Selected extract =
⁂
Pedro de Alcántara Téllez-Girón, 9th Duke of Osuna, Grandee of Spain (in full, ), (8 August 1755 – 7 January 1807), was a Spanish nobleman. He led Spanish troops during the French Revolutionary Wars.

Biography

Family
After April 1787, when his father, the 8th Duke, Pedro Zoilo Téllez Girón y de Guzmán (27 June 1728 – 1 April 1787) died, he was a co-founder of a society for the promotion of national cultural consciousness, known as Sociedad Económica de Amigos del País (Madrid branch). His mother was really named María Vicenta Tellez-Girón (born 28 July 1735 – died ????), but even so he is known as a Pacheco, perhaps because of the extensive family connections between Téllez-Giróns and Pachecos since the 15th century.

In 1772, he married María Josefa Pimentel, 12th Countess-Duchess of Benavente. She was 15th Countess of Benavente, Grandee of Spain, 13th Duchess of Béjar, Duchess of Arcos, Duchess of Gandía and Duchess of Monteagudo, Princess of Esquilache and Marquise of Lombay, whose possessions and noble titles were absorbed thereto by the Osuna family.
⁂
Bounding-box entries

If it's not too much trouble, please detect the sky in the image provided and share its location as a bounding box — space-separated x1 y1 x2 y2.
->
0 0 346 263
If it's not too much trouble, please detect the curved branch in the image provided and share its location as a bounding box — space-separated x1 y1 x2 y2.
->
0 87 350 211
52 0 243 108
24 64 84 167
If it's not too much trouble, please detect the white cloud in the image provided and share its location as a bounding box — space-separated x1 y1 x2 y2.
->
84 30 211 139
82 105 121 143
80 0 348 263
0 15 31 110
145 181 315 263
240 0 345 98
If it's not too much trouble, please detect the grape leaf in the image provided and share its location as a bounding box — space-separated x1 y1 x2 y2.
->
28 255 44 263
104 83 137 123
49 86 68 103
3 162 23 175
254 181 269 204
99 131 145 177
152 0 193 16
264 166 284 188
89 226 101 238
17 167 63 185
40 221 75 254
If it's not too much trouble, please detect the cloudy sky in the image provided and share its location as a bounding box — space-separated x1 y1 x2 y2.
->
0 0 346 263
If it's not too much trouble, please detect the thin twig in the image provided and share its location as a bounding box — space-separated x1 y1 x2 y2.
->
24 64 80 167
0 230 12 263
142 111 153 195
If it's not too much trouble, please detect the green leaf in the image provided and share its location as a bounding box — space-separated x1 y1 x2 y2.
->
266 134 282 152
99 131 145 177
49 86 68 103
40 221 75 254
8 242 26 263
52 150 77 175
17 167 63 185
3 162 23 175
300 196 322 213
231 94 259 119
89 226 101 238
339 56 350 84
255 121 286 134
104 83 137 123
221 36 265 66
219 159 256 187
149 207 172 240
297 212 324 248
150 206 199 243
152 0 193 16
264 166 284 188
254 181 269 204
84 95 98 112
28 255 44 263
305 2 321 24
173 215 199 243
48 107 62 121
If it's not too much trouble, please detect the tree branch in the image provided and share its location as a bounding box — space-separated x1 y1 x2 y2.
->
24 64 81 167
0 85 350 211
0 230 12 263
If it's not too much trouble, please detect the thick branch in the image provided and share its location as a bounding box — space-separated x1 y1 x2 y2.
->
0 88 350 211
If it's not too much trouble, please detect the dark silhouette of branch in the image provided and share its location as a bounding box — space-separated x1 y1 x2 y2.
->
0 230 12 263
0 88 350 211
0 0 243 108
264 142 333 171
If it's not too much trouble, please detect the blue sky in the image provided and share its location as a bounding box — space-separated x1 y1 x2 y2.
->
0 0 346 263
⁂
To be done =
• A. Repeat the entries word for word, from the line containing "If it's not too much trouble, please detect the curved" down to the line containing "24 64 84 167", with both of those lines included.
• B. Carry on the Duke of Osuna biography from the point where it stops.
The Duke of Osuna biography has no connection to the entries.

Answers for the tasks =
• A.
If it's not too much trouble, please detect the curved branch in the image provided and share its location as a bounding box — space-separated x1 y1 x2 y2.
->
0 87 350 211
52 0 243 108
24 64 84 167

• B.
Military career
Téllez-Girón held important commands during the War of the Pyrenees which began on 7 March 1793 and ended with the Peace of Basel on 22 July 1795. As a Lieutenant General, he commanded a column under Captain General Antonio Ricardos in the Battle of Mas Deu in the eastern Pyrenees on 19 May 1793. Soon after the battle, he transferred out of Ricardos' Army of Catalonia. He later fought in the western Pyrenees. In the fall of 1794, he was placed in charge of the defense of Navarre. The Army of the western Pyrenees under French General Bon-Adrien Jeannot de Moncey defeated his badly outnumbered troops in the Battle of Orbaitzeta in October 1794, though he was able to keep the French from capturing the city of Pamplona.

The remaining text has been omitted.